Written problem
Revise the entries from their start through the line containing "Target: butterfly antenna": change "interior" to "inside" and keep every other part the same.

Input for this task
((
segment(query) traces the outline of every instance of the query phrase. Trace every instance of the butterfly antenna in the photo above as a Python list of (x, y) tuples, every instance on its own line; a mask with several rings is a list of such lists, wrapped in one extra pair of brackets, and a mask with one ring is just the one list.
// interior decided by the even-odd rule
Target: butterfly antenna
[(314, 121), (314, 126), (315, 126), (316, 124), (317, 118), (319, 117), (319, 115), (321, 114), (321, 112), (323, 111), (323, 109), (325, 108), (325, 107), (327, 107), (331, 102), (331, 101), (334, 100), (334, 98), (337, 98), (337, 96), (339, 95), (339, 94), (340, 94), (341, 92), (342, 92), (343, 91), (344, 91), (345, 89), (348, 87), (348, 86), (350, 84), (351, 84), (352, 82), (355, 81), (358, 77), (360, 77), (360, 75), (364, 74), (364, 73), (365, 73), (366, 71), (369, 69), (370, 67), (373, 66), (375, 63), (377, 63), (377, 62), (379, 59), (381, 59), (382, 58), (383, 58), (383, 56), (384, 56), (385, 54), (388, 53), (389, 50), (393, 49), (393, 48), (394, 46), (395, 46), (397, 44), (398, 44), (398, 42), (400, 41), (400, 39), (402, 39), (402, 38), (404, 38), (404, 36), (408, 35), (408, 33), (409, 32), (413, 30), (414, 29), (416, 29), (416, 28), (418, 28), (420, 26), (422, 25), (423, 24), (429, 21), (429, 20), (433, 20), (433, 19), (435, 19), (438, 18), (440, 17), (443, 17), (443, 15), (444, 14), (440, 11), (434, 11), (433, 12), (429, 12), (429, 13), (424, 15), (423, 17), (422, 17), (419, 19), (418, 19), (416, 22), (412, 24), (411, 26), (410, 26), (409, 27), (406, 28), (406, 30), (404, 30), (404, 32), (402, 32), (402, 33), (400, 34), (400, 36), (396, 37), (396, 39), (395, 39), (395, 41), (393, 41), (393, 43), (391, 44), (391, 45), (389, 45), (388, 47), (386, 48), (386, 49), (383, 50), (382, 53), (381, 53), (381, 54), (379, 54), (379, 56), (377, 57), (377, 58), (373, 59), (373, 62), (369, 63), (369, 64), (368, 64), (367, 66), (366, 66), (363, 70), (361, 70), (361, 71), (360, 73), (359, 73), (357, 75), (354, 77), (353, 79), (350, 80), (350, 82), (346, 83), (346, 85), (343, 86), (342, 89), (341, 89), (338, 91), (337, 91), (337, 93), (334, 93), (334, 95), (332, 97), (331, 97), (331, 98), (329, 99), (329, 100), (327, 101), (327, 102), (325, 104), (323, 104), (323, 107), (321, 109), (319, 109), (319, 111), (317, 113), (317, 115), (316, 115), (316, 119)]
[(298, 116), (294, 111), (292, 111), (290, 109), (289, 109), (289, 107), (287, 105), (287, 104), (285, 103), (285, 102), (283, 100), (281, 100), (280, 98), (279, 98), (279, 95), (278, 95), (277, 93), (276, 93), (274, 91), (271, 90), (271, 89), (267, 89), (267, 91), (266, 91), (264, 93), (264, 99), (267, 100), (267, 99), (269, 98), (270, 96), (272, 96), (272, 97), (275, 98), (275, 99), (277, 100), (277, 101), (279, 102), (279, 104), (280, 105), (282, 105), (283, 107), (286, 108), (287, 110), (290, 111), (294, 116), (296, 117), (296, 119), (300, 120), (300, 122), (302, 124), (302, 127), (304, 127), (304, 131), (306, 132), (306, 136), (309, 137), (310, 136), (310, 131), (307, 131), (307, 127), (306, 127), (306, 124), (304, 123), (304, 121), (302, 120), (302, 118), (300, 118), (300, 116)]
))
Task response
segment(query) traces the outline of every instance of the query phrase. Trace every instance of the butterfly antenna in the photo above as a Python list of (x, y) tuples, every instance on its own line; a mask with several rings is a list of such lists, wrapped in one extra pair of brackets, and a mask with one ring is just the one list.
// inside decided by the even-odd rule
Target: butterfly antenna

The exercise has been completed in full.